======== QUOTED PASSAGE
Harvard University, which the White House on Tuesday said is “close” to a $500 million agreement with the Trump administration after a monthslong pressure campaign, was not asked to sign the compact. Neither was Columbia University, which paid more than $220 million to restore its federal research money in July.
The compact is the latest effort by the Trump administration to impose the president’s ideological priorities and political policies on higher education in the US, and an example of how the administration’s demands escalate even after agreements are made.
Universities that sign the compact will receive a competitive advantage over their peers, White House officials said. While the Trump administration said federal funding would not be limited to the schools that sign the compact, those that do would be given priority for grants whenever possible, as well as invitations to White House events and discussions with officials, White House officials with knowledge of the contract told the Globe.
================
======== RAW RECORDS
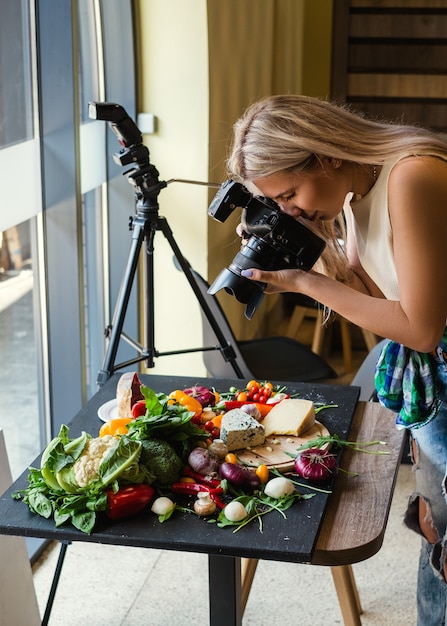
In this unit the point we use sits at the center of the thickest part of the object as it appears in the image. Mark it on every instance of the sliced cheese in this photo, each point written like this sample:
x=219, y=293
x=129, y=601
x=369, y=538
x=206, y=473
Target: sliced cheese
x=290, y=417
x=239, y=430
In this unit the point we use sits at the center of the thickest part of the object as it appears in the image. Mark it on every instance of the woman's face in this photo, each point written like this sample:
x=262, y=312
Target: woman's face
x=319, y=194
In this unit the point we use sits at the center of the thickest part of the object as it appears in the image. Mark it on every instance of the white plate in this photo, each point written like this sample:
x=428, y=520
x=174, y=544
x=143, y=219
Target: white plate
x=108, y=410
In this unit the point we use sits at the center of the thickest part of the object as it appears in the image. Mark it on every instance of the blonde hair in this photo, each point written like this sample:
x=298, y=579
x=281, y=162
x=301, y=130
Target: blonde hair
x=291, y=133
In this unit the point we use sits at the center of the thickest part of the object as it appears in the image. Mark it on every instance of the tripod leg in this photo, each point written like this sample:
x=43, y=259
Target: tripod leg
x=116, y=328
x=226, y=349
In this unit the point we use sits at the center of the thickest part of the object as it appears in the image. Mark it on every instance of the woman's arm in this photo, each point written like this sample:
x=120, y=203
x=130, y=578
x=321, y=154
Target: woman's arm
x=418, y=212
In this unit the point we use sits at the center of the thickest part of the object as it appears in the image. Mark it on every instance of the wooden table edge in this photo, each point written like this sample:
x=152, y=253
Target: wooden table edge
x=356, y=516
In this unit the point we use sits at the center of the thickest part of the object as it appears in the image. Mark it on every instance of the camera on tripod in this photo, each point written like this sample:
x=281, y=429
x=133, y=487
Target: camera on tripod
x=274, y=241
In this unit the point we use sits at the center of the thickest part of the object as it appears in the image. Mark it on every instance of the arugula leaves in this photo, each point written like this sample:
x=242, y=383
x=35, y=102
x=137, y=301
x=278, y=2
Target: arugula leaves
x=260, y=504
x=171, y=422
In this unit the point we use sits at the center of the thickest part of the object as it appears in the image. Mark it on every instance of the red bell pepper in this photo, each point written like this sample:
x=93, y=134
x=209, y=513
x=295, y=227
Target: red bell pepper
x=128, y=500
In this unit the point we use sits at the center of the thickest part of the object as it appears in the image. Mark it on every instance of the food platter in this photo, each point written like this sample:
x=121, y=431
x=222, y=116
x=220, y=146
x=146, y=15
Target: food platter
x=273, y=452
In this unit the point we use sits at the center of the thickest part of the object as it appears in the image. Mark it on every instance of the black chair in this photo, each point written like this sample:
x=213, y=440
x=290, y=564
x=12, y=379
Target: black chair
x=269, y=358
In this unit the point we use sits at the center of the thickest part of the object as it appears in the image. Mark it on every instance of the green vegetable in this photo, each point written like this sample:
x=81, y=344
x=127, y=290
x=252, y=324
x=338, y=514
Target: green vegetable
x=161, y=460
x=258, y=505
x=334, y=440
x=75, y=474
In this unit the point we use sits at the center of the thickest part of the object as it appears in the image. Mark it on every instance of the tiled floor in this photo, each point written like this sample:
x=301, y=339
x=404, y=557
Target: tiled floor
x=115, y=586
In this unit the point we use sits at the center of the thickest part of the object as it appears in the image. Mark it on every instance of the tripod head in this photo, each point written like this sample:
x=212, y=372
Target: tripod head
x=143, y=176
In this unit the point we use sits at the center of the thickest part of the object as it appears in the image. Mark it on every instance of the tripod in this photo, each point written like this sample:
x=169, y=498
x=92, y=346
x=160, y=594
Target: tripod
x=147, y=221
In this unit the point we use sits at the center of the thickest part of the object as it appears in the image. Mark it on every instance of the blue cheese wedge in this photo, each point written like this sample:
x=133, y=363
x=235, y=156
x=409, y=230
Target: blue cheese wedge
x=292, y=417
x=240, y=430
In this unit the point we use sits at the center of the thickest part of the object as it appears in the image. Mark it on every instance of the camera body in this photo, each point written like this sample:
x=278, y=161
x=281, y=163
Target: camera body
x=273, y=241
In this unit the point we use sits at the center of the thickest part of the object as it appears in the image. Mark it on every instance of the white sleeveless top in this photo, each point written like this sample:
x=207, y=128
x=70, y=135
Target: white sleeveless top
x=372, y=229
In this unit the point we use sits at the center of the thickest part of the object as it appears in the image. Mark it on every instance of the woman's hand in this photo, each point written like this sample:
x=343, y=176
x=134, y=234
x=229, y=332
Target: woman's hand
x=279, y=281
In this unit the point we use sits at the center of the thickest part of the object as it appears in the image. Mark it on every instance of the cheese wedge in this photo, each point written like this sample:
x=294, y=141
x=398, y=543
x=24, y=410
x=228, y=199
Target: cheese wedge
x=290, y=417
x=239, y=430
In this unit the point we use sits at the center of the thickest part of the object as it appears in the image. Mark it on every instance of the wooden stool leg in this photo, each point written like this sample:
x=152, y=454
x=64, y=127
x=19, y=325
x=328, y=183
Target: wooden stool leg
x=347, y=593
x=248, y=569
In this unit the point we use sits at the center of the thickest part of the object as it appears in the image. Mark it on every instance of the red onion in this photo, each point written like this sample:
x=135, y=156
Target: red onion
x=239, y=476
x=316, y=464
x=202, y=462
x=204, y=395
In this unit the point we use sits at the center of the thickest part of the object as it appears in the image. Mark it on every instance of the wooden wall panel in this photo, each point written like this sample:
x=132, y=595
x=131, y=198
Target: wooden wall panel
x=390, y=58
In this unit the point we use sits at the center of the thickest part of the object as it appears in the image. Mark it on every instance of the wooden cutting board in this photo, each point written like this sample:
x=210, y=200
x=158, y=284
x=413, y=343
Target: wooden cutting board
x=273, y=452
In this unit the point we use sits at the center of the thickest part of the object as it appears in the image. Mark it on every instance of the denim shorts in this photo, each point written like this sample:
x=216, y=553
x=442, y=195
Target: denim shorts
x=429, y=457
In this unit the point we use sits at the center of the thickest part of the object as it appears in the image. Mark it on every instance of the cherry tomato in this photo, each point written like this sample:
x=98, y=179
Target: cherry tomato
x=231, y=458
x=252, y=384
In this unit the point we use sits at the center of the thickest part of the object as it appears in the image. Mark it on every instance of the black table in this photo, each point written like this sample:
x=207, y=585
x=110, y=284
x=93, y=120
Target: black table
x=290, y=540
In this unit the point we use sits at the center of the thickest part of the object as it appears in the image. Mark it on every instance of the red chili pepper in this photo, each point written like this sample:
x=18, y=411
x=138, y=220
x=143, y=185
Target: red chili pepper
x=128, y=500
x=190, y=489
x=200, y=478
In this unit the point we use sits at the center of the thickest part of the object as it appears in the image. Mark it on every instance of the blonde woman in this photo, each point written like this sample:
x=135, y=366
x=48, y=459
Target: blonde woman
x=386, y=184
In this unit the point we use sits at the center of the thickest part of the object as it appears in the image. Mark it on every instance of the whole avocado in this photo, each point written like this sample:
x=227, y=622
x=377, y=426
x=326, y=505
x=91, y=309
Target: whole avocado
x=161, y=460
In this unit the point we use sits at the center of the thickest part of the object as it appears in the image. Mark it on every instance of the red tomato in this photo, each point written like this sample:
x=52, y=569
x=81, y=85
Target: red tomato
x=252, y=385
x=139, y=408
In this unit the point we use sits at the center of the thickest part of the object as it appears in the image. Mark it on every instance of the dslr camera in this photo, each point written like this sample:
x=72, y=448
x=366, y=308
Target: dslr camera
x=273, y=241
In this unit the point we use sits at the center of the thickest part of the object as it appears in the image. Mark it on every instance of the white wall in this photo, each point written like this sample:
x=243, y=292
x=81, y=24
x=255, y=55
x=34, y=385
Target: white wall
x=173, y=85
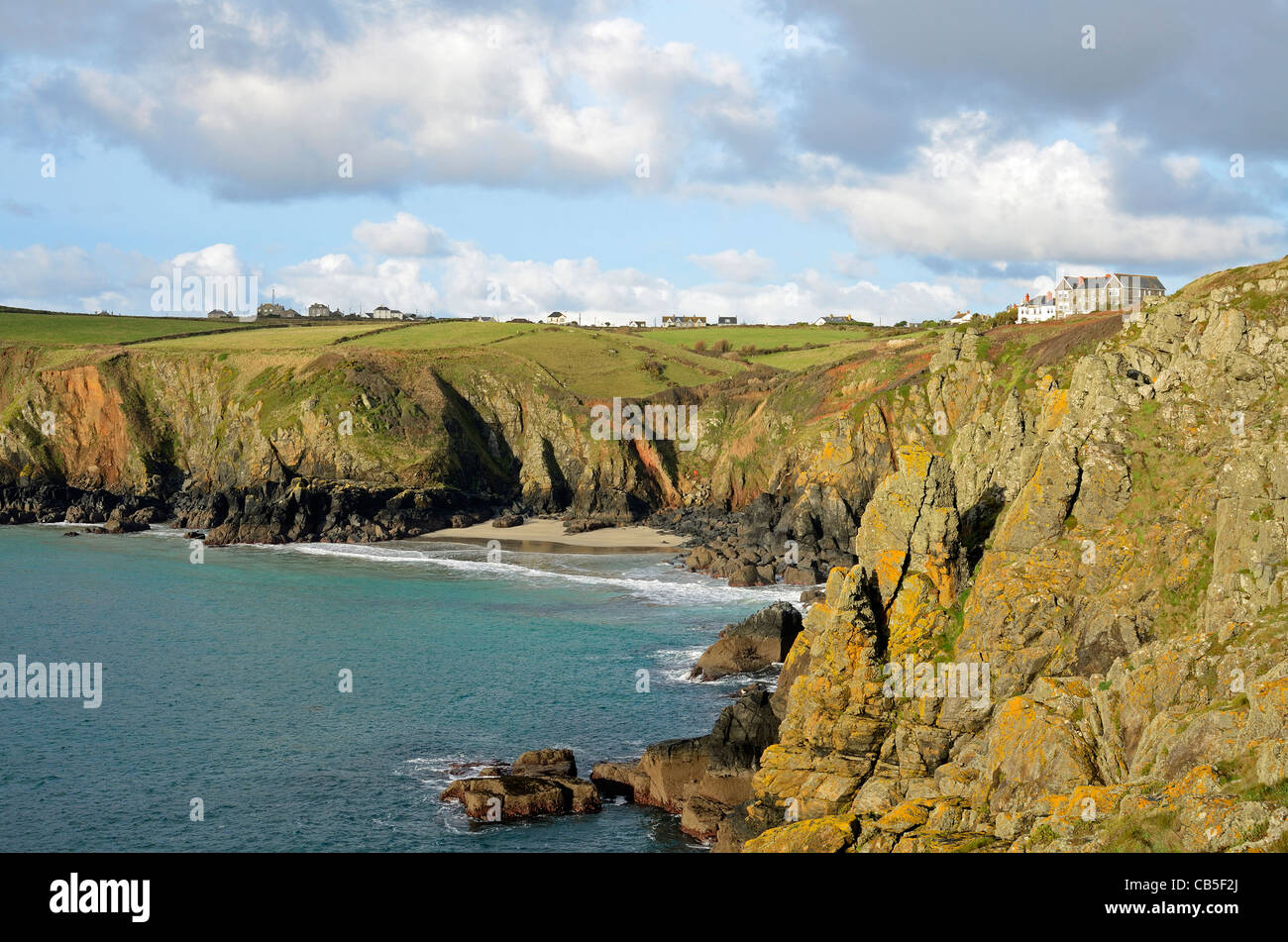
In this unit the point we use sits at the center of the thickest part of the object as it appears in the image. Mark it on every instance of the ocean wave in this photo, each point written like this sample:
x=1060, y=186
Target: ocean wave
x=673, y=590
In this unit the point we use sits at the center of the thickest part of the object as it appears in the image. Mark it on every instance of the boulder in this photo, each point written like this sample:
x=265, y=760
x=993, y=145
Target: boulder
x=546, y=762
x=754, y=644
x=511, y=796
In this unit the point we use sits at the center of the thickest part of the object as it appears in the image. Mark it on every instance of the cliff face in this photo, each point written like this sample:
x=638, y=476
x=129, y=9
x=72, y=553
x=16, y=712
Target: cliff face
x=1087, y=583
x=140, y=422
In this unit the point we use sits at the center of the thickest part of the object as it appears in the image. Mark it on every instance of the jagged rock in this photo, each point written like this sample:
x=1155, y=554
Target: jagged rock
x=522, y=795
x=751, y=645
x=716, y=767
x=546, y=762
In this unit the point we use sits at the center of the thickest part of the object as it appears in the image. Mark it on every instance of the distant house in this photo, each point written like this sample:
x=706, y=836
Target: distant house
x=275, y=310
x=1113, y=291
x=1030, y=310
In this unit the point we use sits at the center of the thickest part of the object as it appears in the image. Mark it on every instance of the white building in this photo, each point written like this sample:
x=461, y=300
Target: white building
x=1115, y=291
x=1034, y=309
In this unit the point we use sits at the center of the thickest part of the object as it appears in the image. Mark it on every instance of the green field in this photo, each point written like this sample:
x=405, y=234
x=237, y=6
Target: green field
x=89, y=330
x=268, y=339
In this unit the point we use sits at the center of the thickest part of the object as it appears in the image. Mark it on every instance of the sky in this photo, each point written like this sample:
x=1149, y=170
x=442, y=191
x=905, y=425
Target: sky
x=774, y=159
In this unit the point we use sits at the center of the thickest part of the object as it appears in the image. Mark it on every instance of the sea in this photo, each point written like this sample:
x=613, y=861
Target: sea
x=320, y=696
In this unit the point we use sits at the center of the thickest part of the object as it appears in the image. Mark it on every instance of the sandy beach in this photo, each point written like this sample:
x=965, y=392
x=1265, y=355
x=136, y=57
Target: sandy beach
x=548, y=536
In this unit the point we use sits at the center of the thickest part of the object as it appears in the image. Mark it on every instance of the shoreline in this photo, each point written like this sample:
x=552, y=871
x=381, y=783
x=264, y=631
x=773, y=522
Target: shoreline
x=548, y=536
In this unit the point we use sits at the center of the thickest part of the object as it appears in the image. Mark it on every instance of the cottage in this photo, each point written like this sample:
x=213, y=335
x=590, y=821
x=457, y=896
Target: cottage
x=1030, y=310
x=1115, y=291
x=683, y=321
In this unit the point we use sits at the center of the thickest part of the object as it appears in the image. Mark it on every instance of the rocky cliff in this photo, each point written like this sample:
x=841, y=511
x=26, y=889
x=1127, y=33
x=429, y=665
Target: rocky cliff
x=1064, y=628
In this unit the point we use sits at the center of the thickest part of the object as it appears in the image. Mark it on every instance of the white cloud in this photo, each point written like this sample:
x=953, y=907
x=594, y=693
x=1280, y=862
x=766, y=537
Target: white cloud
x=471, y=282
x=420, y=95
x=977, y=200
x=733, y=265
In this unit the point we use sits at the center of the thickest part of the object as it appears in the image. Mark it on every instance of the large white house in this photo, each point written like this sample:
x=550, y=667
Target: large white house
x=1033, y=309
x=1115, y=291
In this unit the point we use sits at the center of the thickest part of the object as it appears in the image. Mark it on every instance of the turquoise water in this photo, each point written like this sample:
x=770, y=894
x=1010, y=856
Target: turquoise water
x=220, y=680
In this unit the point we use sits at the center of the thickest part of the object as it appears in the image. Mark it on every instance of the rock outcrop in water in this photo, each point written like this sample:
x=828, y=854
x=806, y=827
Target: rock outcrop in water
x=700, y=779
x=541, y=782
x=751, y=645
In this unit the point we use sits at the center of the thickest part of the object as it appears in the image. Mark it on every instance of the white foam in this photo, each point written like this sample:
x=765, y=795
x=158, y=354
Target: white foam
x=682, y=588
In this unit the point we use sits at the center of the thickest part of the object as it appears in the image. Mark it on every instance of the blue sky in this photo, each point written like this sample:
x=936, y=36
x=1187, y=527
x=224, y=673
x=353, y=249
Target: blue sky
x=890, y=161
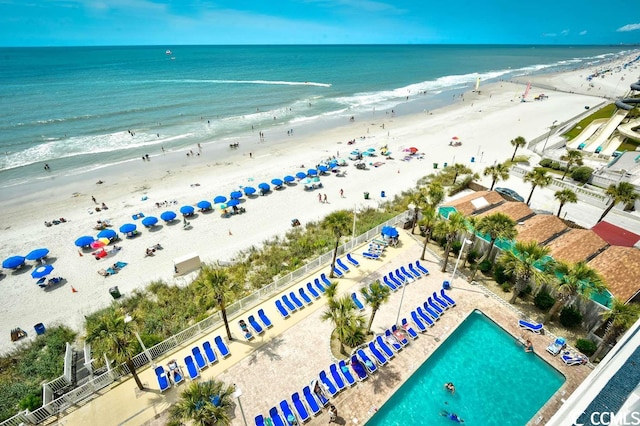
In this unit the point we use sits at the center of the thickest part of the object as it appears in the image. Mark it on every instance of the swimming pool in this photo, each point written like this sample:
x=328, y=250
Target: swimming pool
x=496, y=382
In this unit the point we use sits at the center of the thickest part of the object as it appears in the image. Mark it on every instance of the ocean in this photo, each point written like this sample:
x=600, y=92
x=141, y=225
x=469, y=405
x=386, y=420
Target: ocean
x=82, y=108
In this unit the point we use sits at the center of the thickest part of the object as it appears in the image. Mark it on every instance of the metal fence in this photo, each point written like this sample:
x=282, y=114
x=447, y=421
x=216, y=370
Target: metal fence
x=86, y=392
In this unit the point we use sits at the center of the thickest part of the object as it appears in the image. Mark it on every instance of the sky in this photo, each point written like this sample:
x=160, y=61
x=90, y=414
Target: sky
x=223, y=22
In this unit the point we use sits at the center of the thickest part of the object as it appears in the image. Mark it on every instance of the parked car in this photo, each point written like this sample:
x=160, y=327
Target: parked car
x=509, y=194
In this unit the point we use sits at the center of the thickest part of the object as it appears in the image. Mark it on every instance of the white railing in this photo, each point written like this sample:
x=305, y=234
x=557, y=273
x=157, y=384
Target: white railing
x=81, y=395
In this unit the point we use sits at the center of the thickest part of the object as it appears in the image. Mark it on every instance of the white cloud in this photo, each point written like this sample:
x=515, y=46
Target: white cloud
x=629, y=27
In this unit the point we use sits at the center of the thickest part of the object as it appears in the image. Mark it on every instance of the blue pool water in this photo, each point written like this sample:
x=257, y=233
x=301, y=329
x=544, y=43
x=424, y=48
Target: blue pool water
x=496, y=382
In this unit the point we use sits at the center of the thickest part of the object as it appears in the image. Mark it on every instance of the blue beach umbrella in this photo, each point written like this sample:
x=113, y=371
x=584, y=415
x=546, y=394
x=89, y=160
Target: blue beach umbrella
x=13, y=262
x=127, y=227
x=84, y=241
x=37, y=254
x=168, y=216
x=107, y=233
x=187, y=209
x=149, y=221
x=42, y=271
================
- _PROBLEMS AND TASKS_
[1] Answer these questions using the news passage about the higher-education compact:
(a) How much did Columbia University pay to restore its federal research money?
(b) What dollar amount is Harvard said to be "close" to agreeing to?
(c) For what would schools that sign the compact be given priority whenever possible?
[2] Continue the news passage about the higher-education compact, starting after its final sentence.

- _RESPONSES BY TASK_
[1]
(a) More than $220 million.
(b) $500 million.
(c) Grants.

[2]
Ted Mitchell, president of the American Council on Education, said Brown’s inclusion on this list was a “cautionary tale” to other universities seeking to reach deals with the Trump administration to restore their funding and resolve federal investigations.
“Brown struck an agreement with the federal government, and yet here the federal government is a month later with another set of conditions,” Mitchell said. “Like countries are learning in tariff negotiations, institutions are learning that the institutions’ agreements really aren’t worth the paper that they’re written on.”
Spokespeople for MIT confirmed the university received the compact from the White House, but declined to comment further. A Dartmouth spokesperson declined to comment to the Globe. Brian Clark, a spokesman for Brown University, did not respond to the Globe’s request for comment.
Officials at the University of Texas responded enthusiastically to the Trump administration’s latest requirements for higher education.
“The University of Texas system is honored that our flagship — the University of Texas at Austin — has been named as one of only nine institutions in the U.S. selected by the Trump administration for potential funding advantages under its new Compact for Academic Excellence in Higher Education,” Kevin P. Eltife, the chairman of the University of Texas Board of Regents, said in a statement to the Globe on Thursday. “We enthusiastically look forward to engaging with university officials and reviewing the compact immediately.”
But the American Association of University Professors at Penn pointed out when an “invitation is accompanied by consequences for not accepting it, it is in fact a threat, not an invitation.”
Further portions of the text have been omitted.